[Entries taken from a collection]

|---|

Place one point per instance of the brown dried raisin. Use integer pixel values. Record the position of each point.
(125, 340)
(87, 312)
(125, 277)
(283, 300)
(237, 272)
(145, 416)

|---|

Write the data above out again in full, exactly.

#### RESULT BELOW
Place one point per instance of the brown dried raisin. Use integer pixel values. Record the position of each point.
(125, 340)
(87, 312)
(125, 277)
(283, 300)
(237, 272)
(145, 416)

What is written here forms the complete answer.